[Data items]
==========
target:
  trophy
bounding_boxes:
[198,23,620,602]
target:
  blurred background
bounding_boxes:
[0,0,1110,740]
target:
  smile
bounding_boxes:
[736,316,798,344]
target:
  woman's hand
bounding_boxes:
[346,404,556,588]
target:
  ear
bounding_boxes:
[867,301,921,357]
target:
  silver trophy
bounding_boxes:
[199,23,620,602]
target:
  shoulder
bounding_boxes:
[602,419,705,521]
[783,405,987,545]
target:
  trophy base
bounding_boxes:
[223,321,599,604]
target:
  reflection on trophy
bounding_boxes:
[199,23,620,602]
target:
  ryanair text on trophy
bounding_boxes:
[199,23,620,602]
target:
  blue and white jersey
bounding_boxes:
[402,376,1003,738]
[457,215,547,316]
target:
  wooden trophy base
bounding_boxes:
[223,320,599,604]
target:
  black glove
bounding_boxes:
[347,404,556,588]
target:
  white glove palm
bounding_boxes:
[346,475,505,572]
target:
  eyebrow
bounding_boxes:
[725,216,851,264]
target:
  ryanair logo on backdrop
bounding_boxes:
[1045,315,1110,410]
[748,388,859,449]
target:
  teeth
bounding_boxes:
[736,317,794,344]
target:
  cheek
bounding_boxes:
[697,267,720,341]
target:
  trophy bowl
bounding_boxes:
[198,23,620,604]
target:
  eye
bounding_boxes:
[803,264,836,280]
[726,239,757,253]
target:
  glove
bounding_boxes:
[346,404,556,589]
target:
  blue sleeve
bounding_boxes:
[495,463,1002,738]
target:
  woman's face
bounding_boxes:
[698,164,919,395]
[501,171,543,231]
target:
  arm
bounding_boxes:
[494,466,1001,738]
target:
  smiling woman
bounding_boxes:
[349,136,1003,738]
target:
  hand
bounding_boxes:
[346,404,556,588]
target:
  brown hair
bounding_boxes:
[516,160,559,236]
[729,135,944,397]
==========
» Written instruction:
List every line in the entries above that contains the word "trophy", and copy each such line in full. Case counts when matching.

» Task result:
  trophy
  silver trophy
  trophy base
  reflection on trophy
  ryanair text on trophy
  wooden trophy base
  trophy bowl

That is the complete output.